§ **What needs to be done**:
Could the entries below be reproduced exactly, with the images removed?

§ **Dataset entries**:
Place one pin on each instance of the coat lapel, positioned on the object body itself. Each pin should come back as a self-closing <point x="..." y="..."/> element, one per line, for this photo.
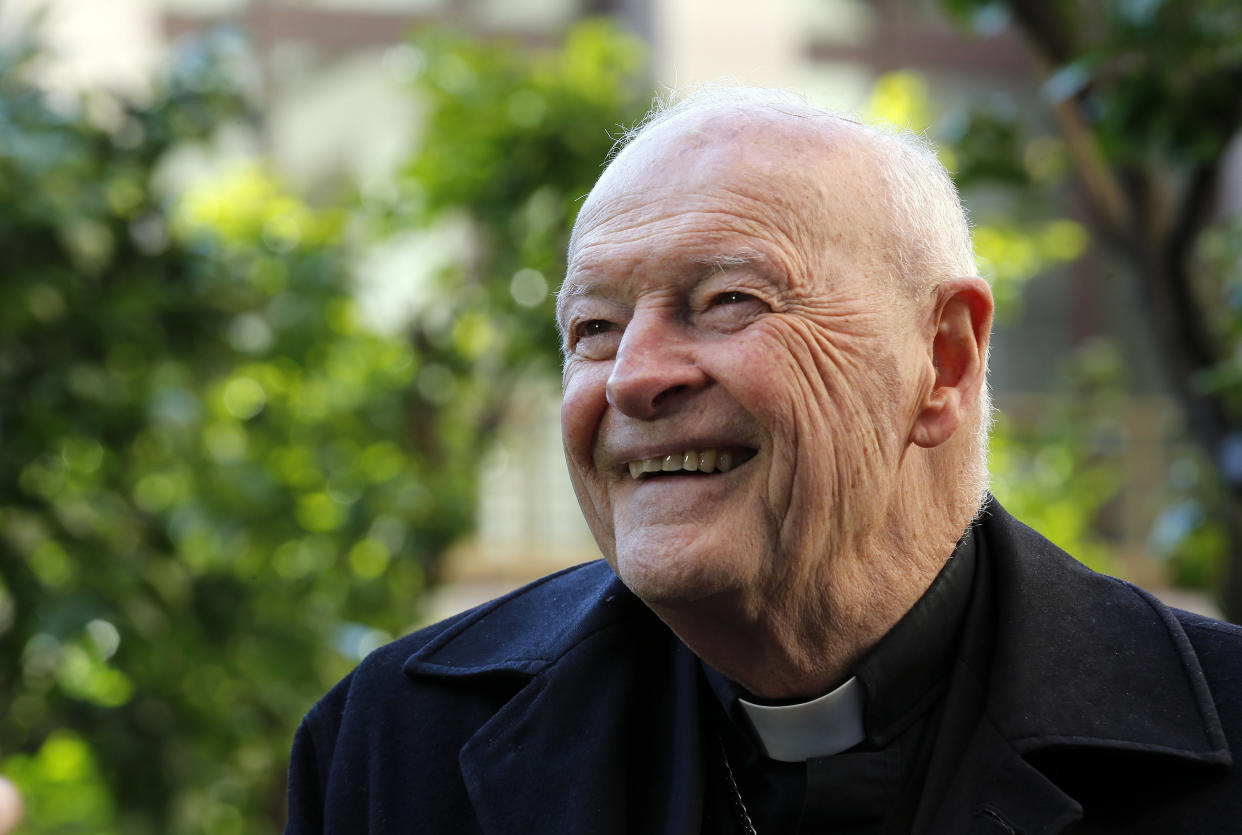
<point x="604" y="737"/>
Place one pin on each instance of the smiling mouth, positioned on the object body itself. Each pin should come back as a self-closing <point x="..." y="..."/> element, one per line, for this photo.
<point x="691" y="461"/>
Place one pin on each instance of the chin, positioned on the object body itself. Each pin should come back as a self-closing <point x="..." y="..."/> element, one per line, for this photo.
<point x="671" y="577"/>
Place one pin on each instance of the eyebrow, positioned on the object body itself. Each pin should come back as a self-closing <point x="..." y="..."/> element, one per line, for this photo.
<point x="708" y="266"/>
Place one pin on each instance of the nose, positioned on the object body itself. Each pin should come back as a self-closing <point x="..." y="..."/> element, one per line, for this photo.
<point x="655" y="369"/>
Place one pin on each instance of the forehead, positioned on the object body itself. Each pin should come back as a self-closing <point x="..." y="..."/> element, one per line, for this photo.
<point x="729" y="188"/>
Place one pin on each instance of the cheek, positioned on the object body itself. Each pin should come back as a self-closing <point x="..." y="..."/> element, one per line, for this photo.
<point x="581" y="409"/>
<point x="830" y="408"/>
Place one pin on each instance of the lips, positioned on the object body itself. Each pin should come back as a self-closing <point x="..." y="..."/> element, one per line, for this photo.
<point x="706" y="461"/>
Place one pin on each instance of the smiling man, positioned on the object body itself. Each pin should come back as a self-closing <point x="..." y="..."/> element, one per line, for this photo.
<point x="811" y="618"/>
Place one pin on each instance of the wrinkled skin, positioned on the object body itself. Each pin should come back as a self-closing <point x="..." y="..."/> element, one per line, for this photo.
<point x="727" y="287"/>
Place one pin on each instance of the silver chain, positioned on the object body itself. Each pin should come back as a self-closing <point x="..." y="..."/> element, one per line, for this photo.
<point x="738" y="803"/>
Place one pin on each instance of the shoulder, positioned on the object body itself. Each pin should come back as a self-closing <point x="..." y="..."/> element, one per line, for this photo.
<point x="401" y="716"/>
<point x="514" y="633"/>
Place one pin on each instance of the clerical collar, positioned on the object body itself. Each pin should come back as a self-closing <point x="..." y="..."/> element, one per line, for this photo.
<point x="892" y="686"/>
<point x="825" y="726"/>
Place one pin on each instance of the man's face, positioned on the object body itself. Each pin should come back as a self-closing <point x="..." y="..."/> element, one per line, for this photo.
<point x="734" y="404"/>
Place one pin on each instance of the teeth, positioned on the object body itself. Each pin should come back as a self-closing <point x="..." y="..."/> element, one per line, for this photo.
<point x="712" y="460"/>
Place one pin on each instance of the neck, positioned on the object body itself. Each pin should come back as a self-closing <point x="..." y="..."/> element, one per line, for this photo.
<point x="806" y="639"/>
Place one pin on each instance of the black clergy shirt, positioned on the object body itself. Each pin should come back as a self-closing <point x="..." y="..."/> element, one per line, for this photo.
<point x="874" y="787"/>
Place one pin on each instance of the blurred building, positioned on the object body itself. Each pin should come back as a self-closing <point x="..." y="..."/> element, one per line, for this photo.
<point x="330" y="75"/>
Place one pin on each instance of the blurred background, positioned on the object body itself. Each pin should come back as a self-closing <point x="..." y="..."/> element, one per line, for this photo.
<point x="278" y="379"/>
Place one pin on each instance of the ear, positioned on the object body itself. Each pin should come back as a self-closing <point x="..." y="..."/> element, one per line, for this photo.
<point x="963" y="321"/>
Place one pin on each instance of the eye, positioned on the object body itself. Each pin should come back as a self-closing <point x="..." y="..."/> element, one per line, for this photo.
<point x="594" y="328"/>
<point x="733" y="297"/>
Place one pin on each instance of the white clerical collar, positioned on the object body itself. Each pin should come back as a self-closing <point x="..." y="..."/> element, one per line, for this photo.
<point x="825" y="726"/>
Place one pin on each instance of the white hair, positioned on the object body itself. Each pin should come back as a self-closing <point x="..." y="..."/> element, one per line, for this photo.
<point x="934" y="242"/>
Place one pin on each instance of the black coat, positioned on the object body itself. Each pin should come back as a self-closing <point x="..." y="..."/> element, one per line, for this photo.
<point x="568" y="707"/>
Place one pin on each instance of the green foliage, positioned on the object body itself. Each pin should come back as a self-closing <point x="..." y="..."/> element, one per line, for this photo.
<point x="1143" y="97"/>
<point x="513" y="142"/>
<point x="217" y="487"/>
<point x="1058" y="470"/>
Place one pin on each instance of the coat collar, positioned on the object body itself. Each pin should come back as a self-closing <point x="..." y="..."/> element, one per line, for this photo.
<point x="1031" y="697"/>
<point x="1045" y="684"/>
<point x="581" y="649"/>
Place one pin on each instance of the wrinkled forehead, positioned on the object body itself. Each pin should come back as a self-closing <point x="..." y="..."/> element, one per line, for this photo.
<point x="809" y="177"/>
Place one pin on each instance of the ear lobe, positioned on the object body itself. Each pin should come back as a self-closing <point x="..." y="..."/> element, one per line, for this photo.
<point x="963" y="319"/>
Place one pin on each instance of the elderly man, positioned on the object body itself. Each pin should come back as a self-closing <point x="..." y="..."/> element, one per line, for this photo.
<point x="811" y="619"/>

§ **Response**:
Place one pin on each instance of the coat lapel, positioned on the object body itself. Each pin should come back as a self-closing <point x="..." y="..."/> element, one per line, for this photo.
<point x="604" y="737"/>
Place one pin on each instance of the smiling mouth, positioned on the object body itself. Each pin should come back as a self-closing <point x="..." y="..."/> element, one per line, for this photo.
<point x="691" y="461"/>
Place one pin on each instance of the chin, positioned on the object body itself. Each pin should come back as a self-closing <point x="..." y="..."/> element, one per line, for this photo.
<point x="671" y="577"/>
Place one pin on each instance of the eyebrow, positioned on the object body itself. Each pin should come back as a self-closing <point x="..." y="..."/> element, one per line, for this photo.
<point x="708" y="266"/>
Place one pin on each instance of the nose, positioned on the object body itself. Each pin should come back as a self-closing <point x="..." y="..."/> element, one per line, for this photo.
<point x="655" y="369"/>
Place one pin on each instance of the forehead, positioned on the object body itself. Each pin should come back as a self-closing <point x="..." y="..."/> element, one per line, for this photo.
<point x="729" y="188"/>
Place one pin on each instance of the cheek, positioned on the object body itself. Each pin should come back as a self-closing <point x="..." y="..."/> element, one per line, for this photo.
<point x="581" y="409"/>
<point x="830" y="408"/>
Place one pin on each instance of the lips, positioned on the object body itself. Each pin should come back as a self-closing <point x="..." y="..."/> element, one per line, for this photo.
<point x="706" y="461"/>
Place one pin on each instance of the smiling man, positioned on the object body itself. Each pin should come back as a self-closing <point x="..." y="..."/> element, one per line, for this photo.
<point x="811" y="618"/>
Place one pin on each instance of the wrinkled skin, positioned on the object body itself. Each pin should come back as a self-closing <point x="..." y="..."/> element, one per line, for this photo.
<point x="727" y="287"/>
Place one pin on each instance of the silver chain, positioned on the object body itself. Each pin should come back as a self-closing <point x="..." y="..."/> element, one per line, for this photo.
<point x="738" y="803"/>
Place one pin on each instance of the shoulder, positioned on the object body itself. Each pin should come back as a self-closing <point x="..." y="..."/> element, one per line, for this photo.
<point x="401" y="716"/>
<point x="514" y="633"/>
Place one pin on each instance of the clerical collar, positioned on the object body itself. Each pin should come back as a self-closing <point x="..." y="..."/> element, one per line, for this photo.
<point x="892" y="686"/>
<point x="825" y="726"/>
Place one pin on each instance of the man's face, positioned on the object body itself. Each pin should come back as a self-closing <point x="..." y="..."/> element, one per line, for this photo.
<point x="734" y="404"/>
Place one pin on each instance of the teeth, positioned on the object body itself. Each pin should come back as a self-closing <point x="..." y="..."/> element, one per line, for this photo.
<point x="712" y="460"/>
Place one pin on each instance of the neck, positioned on the object body itself. Each pin should come back as a self-closing <point x="..." y="..."/> element, one per line, for this photo.
<point x="806" y="639"/>
Place one pin on each instance of the black clergy shirt, positioned on the object body itself. Each pin should come back as a self-closing <point x="..." y="..."/> element, one per line, for this photo.
<point x="874" y="787"/>
Place one pin on each instance of the blurred building, positioned on the object body itself. Each pin should come back as a self-closing <point x="..." y="..."/> element, one per line, for this photo.
<point x="330" y="75"/>
Place one pin on each instance of the blurred background, positioned on the object body itself. Each pin should come back as a self-closing <point x="..." y="..."/> element, one per line, for this photo.
<point x="278" y="379"/>
Place one pin on each instance of the ear, positioned on the object body itself. Each pin should come back as a self-closing <point x="..." y="..."/> element, one per line, for this photo.
<point x="963" y="321"/>
Place one pin on each instance of the eye, positioned on the object body itself. Each pin should come back as a self-closing <point x="..." y="..."/> element, one per line, for this photo.
<point x="594" y="328"/>
<point x="733" y="297"/>
Place one pin on each instance of the white clerical collar, positioned on the object body itself. Each pin should come back as a self-closing <point x="..." y="..."/> element, one per line, for this photo.
<point x="825" y="726"/>
Place one pin on each instance of the white hair, positioned on the object body itself. Each pin should come back as a self-closing <point x="..." y="..."/> element, one per line, for this photo.
<point x="934" y="242"/>
Place one pin on each instance of the black coat, positioned on the object body itself. Each pin should come back as a self-closing <point x="..." y="..."/> element, one per line, for this photo.
<point x="568" y="707"/>
Place one pin on each instance of the green foliage, positioned on the object body itself. Each pin should come back as a self-closing <point x="..." y="..."/> element, one per line, for this photo.
<point x="1143" y="97"/>
<point x="513" y="142"/>
<point x="217" y="487"/>
<point x="1058" y="470"/>
Place one pin on each instance of the coat collar, positioned on the object body itself. Each pin should come back as a self-closing <point x="..." y="..."/> element, one per line, for this photo.
<point x="1031" y="697"/>
<point x="1045" y="684"/>
<point x="581" y="649"/>
Place one pin on each instance of the wrinkled forehead, positioned on the object body itself. Each pin should come back as a self-closing <point x="..." y="..."/> element, one per line, for this photo.
<point x="809" y="177"/>
Place one pin on each instance of the ear lobe, positioned on the object body itself. Each pin should come back as a self-closing <point x="..." y="..."/> element, one per line, for this photo.
<point x="963" y="319"/>
Place one pin on each instance of the elderly man, positioned on the object body itself. Each pin should come back as a self-closing <point x="..." y="..."/> element, one per line, for this photo.
<point x="811" y="619"/>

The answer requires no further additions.